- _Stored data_
◇ ◇ ◇ ◇ ◇
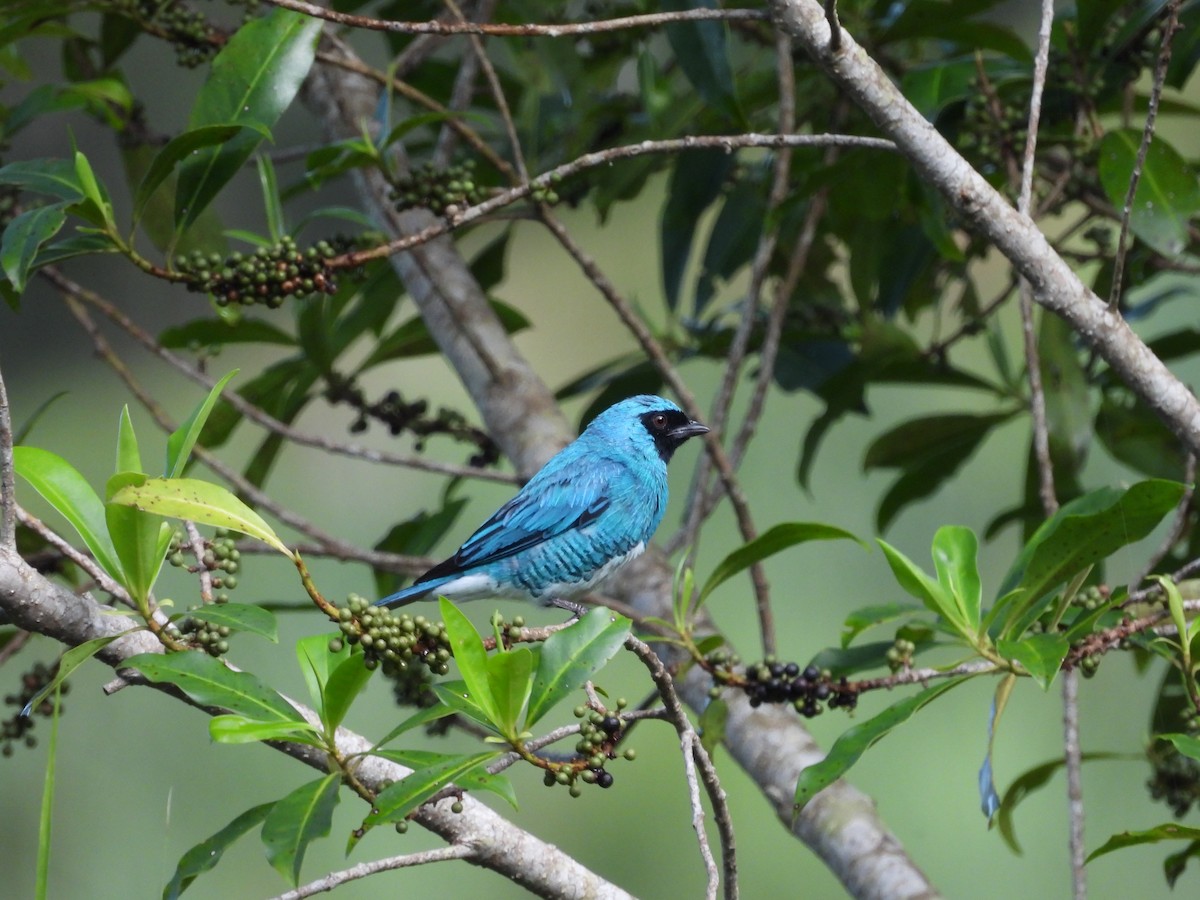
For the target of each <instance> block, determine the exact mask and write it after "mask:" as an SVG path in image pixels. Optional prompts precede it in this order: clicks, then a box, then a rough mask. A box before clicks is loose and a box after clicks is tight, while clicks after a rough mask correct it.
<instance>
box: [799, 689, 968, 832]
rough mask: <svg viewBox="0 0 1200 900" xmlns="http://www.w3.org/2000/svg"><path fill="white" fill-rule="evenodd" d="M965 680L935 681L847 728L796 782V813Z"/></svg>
mask: <svg viewBox="0 0 1200 900" xmlns="http://www.w3.org/2000/svg"><path fill="white" fill-rule="evenodd" d="M965 680H967V676H960V677H959V678H949V679H947V680H944V682H942V683H941V684H935V685H934V686H932V688H926V689H925V690H923V691H922V692H920V694H917V695H914V696H912V697H905V698H904V700H901V701H900V702H899V703H893V704H892V706H890V707H888V708H887V709H884V710H883V712H882V713H880V714H878V715H876V716H874V718H871V719H869V720H868V721H865V722H862V724H860V725H856V726H854V727H852V728H850V730H847V731H845V732H844V733H842V734H841V737H839V738H838V739H836V740H835V742H834V745H833V746H832V748H830V749H829V754H828V755H827V756H826V758H824V760H822V761H821V762H818V763H816V764H814V766H809V767H808V768H806V769H804V770H803V772H800V778H799V780H798V781H797V784H796V798H794V800H793V803H794V806H793V810H794V812H793V815H794V814H796V812H799V811H800V810H802V809H804V804H806V803H808V802H809V800H811V799H812V798H814V797H815V796H816V794H817V793H818V792H820V791H821V790H823V788H824V787H828V786H829V785H832V784H833V782H834V781H836V780H838V779H839V778H841V776H842V775H844V774H845V773H846V772H847V770H848V769H850V767H851V766H853V764H854V763H856V762H858V760H859V758H860V757H862V756H863V754H865V752H866V750H868V749H869V748H870V746H871V745H872V744H875V743H876V742H877V740H881V739H882V738H886V737H887V736H888V734H889V733H890V732H892V730H893V728H895V727H896V726H899V725H902V724H904V722H906V721H908V720H910V719H911V718H912V716H913V715H914V714H916V713H917V712H919V710H920V709H922V708H923V707H924V706H926V704H929V703H931V702H934V701H935V700H937V698H938V697H940V696H942V695H943V694H946V691H948V690H950V689H952V688H956V686H958V685H960V684H961V683H962V682H965Z"/></svg>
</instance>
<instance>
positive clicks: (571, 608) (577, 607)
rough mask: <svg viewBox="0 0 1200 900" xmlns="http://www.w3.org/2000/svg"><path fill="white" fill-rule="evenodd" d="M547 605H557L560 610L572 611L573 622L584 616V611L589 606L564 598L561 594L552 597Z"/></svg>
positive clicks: (585, 609) (555, 605)
mask: <svg viewBox="0 0 1200 900" xmlns="http://www.w3.org/2000/svg"><path fill="white" fill-rule="evenodd" d="M547 606H556V607H558V608H559V610H566V611H568V612H569V613H571V620H572V622H574V620H575V619H578V618H582V617H583V613H586V612H587V611H588V607H586V606H584V605H583V604H577V602H575V601H572V600H563V599H562V598H560V596H556V598H554V599H552V600H551V601H550V602H548V604H547Z"/></svg>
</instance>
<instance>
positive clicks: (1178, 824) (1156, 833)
mask: <svg viewBox="0 0 1200 900" xmlns="http://www.w3.org/2000/svg"><path fill="white" fill-rule="evenodd" d="M1195 840H1200V828H1190V827H1188V826H1181V824H1178V823H1177V822H1165V823H1163V824H1160V826H1156V827H1154V828H1147V829H1146V830H1144V832H1121V833H1120V834H1114V835H1112V836H1111V838H1109V839H1108V840H1106V841H1105V842H1104V846H1103V847H1097V848H1096V850H1093V851H1092V852H1091V853H1088V856H1087V859H1086V860H1085V862H1087V863H1091V862H1092V860H1093V859H1098V858H1099V857H1103V856H1105V854H1108V853H1111V852H1112V851H1115V850H1124V848H1126V847H1136V846H1139V845H1141V844H1160V842H1162V841H1195Z"/></svg>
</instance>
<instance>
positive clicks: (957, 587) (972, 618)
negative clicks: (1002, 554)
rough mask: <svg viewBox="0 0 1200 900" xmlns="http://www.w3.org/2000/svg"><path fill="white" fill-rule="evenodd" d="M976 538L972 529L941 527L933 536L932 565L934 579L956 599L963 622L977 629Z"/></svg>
mask: <svg viewBox="0 0 1200 900" xmlns="http://www.w3.org/2000/svg"><path fill="white" fill-rule="evenodd" d="M978 552H979V541H978V540H977V539H976V535H974V532H972V530H971V529H970V528H964V527H962V526H942V527H941V528H938V529H937V533H936V534H935V535H934V568H935V569H936V570H937V581H938V582H940V583H941V584H942V586H943V587H944V588H946V589H947V590H949V592H950V594H952V596H953V598H954V600H955V601H956V602H958V607H959V612H960V613H961V617H962V622H965V623H966V624H967V628H970V629H971V630H972V631H978V630H979V607H980V604H982V602H983V587H982V584H980V582H979V568H978V565H977V554H978Z"/></svg>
◇ ◇ ◇ ◇ ◇
- _TASK DIRECTIONS_
Give every line above again exactly, with no pictures.

- _ANSWER TO THIS PROBLEM_
For the target of each <instance> block, determine the exact mask and write it after "mask:" as an SVG path in image pixels. Optional prompts precede it in this order: clicks, then a box, then a rough mask. A box before clicks is loose and a box after clicks is tight, while clicks after a rough mask correct it.
<instance>
box: [799, 689, 968, 832]
rough mask: <svg viewBox="0 0 1200 900" xmlns="http://www.w3.org/2000/svg"><path fill="white" fill-rule="evenodd" d="M965 680L935 681L847 728L796 782V813Z"/></svg>
mask: <svg viewBox="0 0 1200 900" xmlns="http://www.w3.org/2000/svg"><path fill="white" fill-rule="evenodd" d="M965 680H967V676H960V677H959V678H949V679H947V680H944V682H942V683H941V684H935V685H934V686H932V688H926V689H925V690H923V691H922V692H920V694H917V695H914V696H912V697H905V698H904V700H901V701H900V702H899V703H893V704H892V706H890V707H888V708H887V709H884V710H883V712H882V713H880V714H878V715H876V716H874V718H871V719H869V720H868V721H865V722H862V724H860V725H856V726H854V727H852V728H850V730H847V731H845V732H844V733H842V734H841V737H839V738H838V739H836V740H835V742H834V745H833V746H832V748H830V749H829V754H828V755H827V756H826V758H824V760H822V761H821V762H818V763H816V764H814V766H809V767H808V768H806V769H804V770H803V772H800V778H799V780H798V781H797V784H796V798H794V800H793V803H794V806H793V810H794V812H793V815H794V814H796V812H799V811H800V810H802V809H804V804H806V803H808V802H809V800H811V799H812V798H814V797H815V796H816V794H817V793H818V792H820V791H821V790H823V788H824V787H828V786H829V785H832V784H833V782H834V781H836V780H838V779H839V778H841V776H842V775H844V774H845V773H846V772H847V770H848V769H850V767H851V766H853V764H854V763H856V762H858V760H859V758H860V757H862V756H863V754H865V752H866V750H868V749H869V748H870V746H871V745H872V744H875V743H876V742H877V740H881V739H882V738H886V737H887V736H888V734H889V733H890V732H892V730H893V728H895V727H896V726H899V725H902V724H904V722H906V721H908V720H910V719H911V718H912V716H913V715H914V714H916V713H917V712H919V710H920V709H922V708H923V707H924V706H926V704H929V703H931V702H934V701H935V700H937V698H938V697H940V696H942V695H943V694H946V691H948V690H950V689H952V688H956V686H958V685H960V684H961V683H962V682H965Z"/></svg>
</instance>
<instance>
positive clicks: (571, 608) (577, 607)
rough mask: <svg viewBox="0 0 1200 900" xmlns="http://www.w3.org/2000/svg"><path fill="white" fill-rule="evenodd" d="M547 605H557L560 610L572 611L573 622L584 616V611L589 606L564 598L561 594L552 597Z"/></svg>
positive clicks: (585, 609) (555, 605)
mask: <svg viewBox="0 0 1200 900" xmlns="http://www.w3.org/2000/svg"><path fill="white" fill-rule="evenodd" d="M547 606H556V607H558V608H559V610H566V611H568V612H569V613H571V620H572V622H574V620H575V619H578V618H582V617H583V613H586V612H587V611H588V607H586V606H584V605H583V604H577V602H575V601H572V600H563V599H562V598H560V596H556V598H554V599H552V600H551V601H550V602H548V604H547Z"/></svg>
</instance>
<instance>
positive clicks: (1178, 824) (1156, 833)
mask: <svg viewBox="0 0 1200 900" xmlns="http://www.w3.org/2000/svg"><path fill="white" fill-rule="evenodd" d="M1195 840H1200V828H1190V827H1188V826H1181V824H1178V823H1177V822H1165V823H1163V824H1160V826H1156V827H1154V828H1147V829H1146V830H1144V832H1121V833H1120V834H1114V835H1112V836H1111V838H1109V839H1108V840H1106V841H1105V842H1104V846H1103V847H1097V848H1096V850H1093V851H1092V852H1091V853H1088V856H1087V859H1086V860H1085V862H1087V863H1091V862H1092V860H1093V859H1098V858H1099V857H1103V856H1105V854H1108V853H1111V852H1112V851H1115V850H1124V848H1126V847H1136V846H1139V845H1141V844H1160V842H1162V841H1195Z"/></svg>
</instance>
<instance>
positive clicks: (957, 587) (972, 618)
negative clicks: (1002, 554)
rough mask: <svg viewBox="0 0 1200 900" xmlns="http://www.w3.org/2000/svg"><path fill="white" fill-rule="evenodd" d="M976 538L972 529L941 527L933 536L932 565L934 579L956 599L963 622L977 629Z"/></svg>
mask: <svg viewBox="0 0 1200 900" xmlns="http://www.w3.org/2000/svg"><path fill="white" fill-rule="evenodd" d="M978 552H979V541H978V540H977V539H976V535H974V532H972V530H971V529H970V528H964V527H962V526H942V527H941V528H938V529H937V533H936V534H935V535H934V568H935V569H936V570H937V581H938V582H940V583H941V584H942V586H943V587H944V588H946V589H947V590H949V592H950V594H952V596H953V598H954V600H955V601H956V602H958V607H959V612H960V613H961V617H962V622H965V623H966V624H967V628H970V629H971V630H972V631H978V630H979V607H980V604H982V602H983V587H982V584H980V582H979V568H978V565H977V554H978Z"/></svg>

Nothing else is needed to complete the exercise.